- Brief 1
Copy the story about the three inventors below, word for word, from "The third one" to "heal the princess.".
- Brief 2
Write a continuation of the story below about the three inventors, starting after its last sentence.

Five years later, they actually all come together. They ask the first “what did you learn in the past five years?” He takes out a little vial and says, “In here is a medicine that I developed that can cure many diseases.” “What are you planning to do now?” they asked. “I will go out, get people to invest money and I will mass produce my new medicine and live my life healing people.”
They ask the second one “what did you learn in the past five years?” He shows them a box with wheels on it. “What is that?” they ask. “What’s a carriage without horses?” “This is not just a carriage without horses,” he says, “it’s a carriage that can go a lot faster than a carriage with many horses.” And he takes them for a ride around town in his new “car.” “What are you planning to do now?” they ask. “I will get financial backing, mass produce the ‘automobile,’ and make a lot of money.”
The third one takes out a little cylinder. “What’s that?” they all ask. “It is a looking glass I developed that can see very far away, a lot farther than the naked eye can see.” They all have a try and are surprised to see that they can see all the way to the capitol. While one of them is looking openmouthed all around the capitol, he notices big signs plastered all over the streets. He hands the looking class to the other two and they see all the signs saying that the King’s daughter, the princess, is sick of such-and-such a disease, and that whoever will cure her will get $10 Million. The friend who developed the medicine says, “Oh, my medicine will definitely cure her but how will I get there on time?” The one who developed the car says, “That’s not a problem, my new automobile will get you there in no time.” They all hopped into the new car and were on their way to heal the princess.

- Data excerpts
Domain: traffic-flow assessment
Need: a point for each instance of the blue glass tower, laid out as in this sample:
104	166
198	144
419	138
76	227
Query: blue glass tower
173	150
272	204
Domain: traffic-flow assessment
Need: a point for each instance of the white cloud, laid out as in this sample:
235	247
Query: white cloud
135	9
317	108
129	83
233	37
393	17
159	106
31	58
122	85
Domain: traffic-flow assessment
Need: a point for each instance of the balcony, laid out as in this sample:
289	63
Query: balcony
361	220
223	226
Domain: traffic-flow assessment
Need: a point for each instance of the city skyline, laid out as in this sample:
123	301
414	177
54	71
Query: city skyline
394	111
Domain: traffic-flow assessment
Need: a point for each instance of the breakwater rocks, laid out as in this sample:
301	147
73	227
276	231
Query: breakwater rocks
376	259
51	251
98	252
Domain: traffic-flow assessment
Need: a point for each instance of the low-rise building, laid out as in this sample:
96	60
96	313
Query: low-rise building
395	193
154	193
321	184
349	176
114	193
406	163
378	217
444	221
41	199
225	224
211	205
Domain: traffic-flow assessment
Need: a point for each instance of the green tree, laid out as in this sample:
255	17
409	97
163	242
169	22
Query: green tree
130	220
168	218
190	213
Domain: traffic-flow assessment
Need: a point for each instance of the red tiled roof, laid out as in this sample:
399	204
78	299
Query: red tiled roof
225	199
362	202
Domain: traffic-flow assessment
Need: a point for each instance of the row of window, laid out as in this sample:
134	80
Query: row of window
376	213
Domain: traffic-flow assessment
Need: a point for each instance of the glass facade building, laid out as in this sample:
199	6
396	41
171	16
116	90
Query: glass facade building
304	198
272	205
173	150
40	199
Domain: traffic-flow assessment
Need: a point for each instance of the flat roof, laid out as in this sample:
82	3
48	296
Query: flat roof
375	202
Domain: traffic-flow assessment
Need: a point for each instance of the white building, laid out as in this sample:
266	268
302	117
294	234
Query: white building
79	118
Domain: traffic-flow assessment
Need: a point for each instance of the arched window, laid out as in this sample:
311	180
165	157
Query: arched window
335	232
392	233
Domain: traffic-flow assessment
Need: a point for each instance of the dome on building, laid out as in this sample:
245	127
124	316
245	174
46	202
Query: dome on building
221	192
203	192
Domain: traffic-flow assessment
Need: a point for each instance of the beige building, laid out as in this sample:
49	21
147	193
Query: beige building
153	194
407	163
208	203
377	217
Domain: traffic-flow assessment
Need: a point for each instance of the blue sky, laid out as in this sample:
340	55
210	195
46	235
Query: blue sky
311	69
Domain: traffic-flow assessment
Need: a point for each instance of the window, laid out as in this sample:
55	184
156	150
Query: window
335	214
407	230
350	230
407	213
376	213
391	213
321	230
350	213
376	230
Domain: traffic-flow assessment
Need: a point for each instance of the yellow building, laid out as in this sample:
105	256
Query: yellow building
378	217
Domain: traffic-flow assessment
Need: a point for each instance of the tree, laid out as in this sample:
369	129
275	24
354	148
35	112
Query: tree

- Response box 1
The third one takes out a little cylinder. “What’s that?” they all ask. “It is a looking glass I developed that can see very far away, a lot farther than the naked eye can see.” They all have a try and are surprised to see that they can see all the way to the capitol. While one of them is looking openmouthed all around the capitol, he notices big signs plastered all over the streets. He hands the looking class to the other two and they see all the signs saying that the King’s daughter, the princess, is sick of such-and-such a disease, and that whoever will cure her will get $10 Million. The friend who developed the medicine says, “Oh, my medicine will definitely cure her but how will I get there on time?” The one who developed the car says, “That’s not a problem, my new automobile will get you there in no time.” They all hopped into the new car and were on their way to heal the princess.

- Response box 2
They get there and give the princess some of the new medicine. Less than two hours later, there is a visible improvement in her condition. The doctor tells the king that the medicine is working but he will just need to monitor her until she is completely cured.
The time comes for the reward, and of-course all three friends want the $10 million. The first one says, “Without my medicine there would be no reward.” The second one says, “without my car to get you here, you’d never have been able to heal the princess.” The third one says, “Without my looking glass, you’d never even know to come here.”
So the finance minister goes and asks the king. The King calls the three friends in and says, “The money belongs to the one who developed the medicine. Without the car and the looking glass my daughter might not have made it, you have done your parts and I thank you for it. But you are done, I don’t need you anymore. On the other hand the doctor I still need to continue healing my daughter.”
That was a moshol from the Dubno Maggid. The nimshal is simple. While The Rebbele and Mordy may be right, and I do agree with a lot of what they say, we must never lose sight of a very important point. Chazal tell us that a person has three partners in life; father, mother and Hashem. The nimshal is that while our parents are partners in our life, we, the teenagers going through tough times, must not forget who the main partner is in our life. While it is our parents’ responsibility to bring us up the right way, and while mechanchim may be doing many things wrong, we must never lose sight of the fact that it is Hashem that is the ultimate partner here. When someone is no longer on talking terms with his/her parents, it may be a bad situation, but the important part is being on talking terms with Hashem. When the going gets rough, try an age old technique, take out your Tehilim, the one you got from a friend or bought yourself if you don’t want to use the one you got from the parental units, and talk to Hashem. He’ll do more for you than anyone else can or will.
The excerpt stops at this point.